Exercise instructions:
In the blog post about feminism, what makes the writer feel like smacking someone?

-- Supplied text start --

Saturday, January 17, 2009
I'm Not a Feminist but....
I am a feminist. I can tell because every time someone says 'I'm not a feminist but...' I feel like smacking them. I don't think gender has moral value. I think the majority of beliefs about gender transmitted by pop culture are seriously off base. And I think people experience limitations due to their gender--both externally and internally imposed.
But you might note that none of those statements are about being a woman per se. They are about gender, and about being gender-aware. I think that we are almost ready to start moving beyond an exclusive focus on the civil rights of females. I think we can continue that struggle whilst considering the issue of gender, of gender-typical conduct, sexuality and society in a somewhat 'broader' sense (so to speak).

-- Supplied text end --
-- Provided data start --

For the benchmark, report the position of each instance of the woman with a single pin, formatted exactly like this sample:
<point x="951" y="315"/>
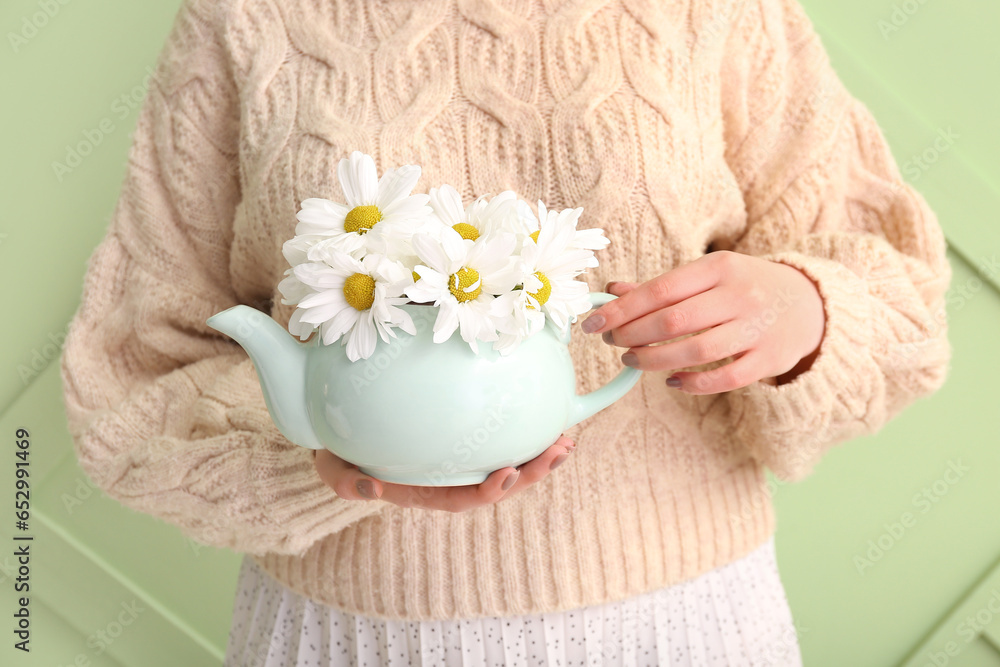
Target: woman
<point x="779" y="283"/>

-- Provided data end --
-- Provided data start --

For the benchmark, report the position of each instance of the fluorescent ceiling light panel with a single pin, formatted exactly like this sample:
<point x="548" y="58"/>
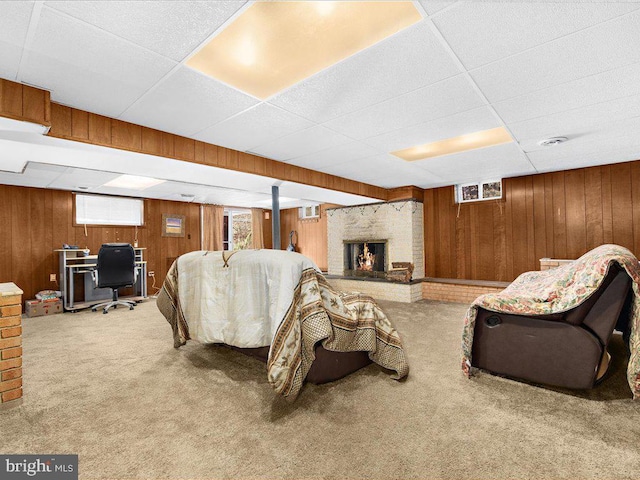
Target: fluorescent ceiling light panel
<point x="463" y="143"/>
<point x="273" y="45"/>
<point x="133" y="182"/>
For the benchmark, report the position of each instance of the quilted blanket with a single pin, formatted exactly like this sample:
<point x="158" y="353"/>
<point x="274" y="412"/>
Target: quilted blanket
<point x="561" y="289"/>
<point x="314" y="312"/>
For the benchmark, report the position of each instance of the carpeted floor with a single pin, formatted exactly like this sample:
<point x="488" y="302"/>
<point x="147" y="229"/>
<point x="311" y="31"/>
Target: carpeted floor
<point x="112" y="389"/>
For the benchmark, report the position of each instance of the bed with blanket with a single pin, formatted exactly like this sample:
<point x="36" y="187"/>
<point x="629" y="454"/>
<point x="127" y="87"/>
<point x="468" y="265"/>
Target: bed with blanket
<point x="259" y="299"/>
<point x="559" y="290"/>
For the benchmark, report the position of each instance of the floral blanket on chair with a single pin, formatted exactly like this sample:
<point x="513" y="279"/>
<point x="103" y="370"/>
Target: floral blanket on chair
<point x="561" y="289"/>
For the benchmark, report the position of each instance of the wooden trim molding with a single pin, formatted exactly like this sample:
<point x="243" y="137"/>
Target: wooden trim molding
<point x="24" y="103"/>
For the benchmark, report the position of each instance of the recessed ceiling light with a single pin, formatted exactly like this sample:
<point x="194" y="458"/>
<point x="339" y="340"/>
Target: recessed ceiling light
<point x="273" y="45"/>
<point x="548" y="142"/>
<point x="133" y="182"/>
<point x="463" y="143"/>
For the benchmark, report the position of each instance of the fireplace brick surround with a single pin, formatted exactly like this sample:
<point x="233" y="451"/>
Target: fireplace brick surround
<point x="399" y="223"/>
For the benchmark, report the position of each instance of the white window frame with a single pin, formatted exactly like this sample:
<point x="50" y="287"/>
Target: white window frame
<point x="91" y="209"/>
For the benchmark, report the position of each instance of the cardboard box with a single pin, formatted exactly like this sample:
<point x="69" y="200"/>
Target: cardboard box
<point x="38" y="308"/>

-- Provided data end --

Expected answer:
Someone saying "I'm not a feminist but..."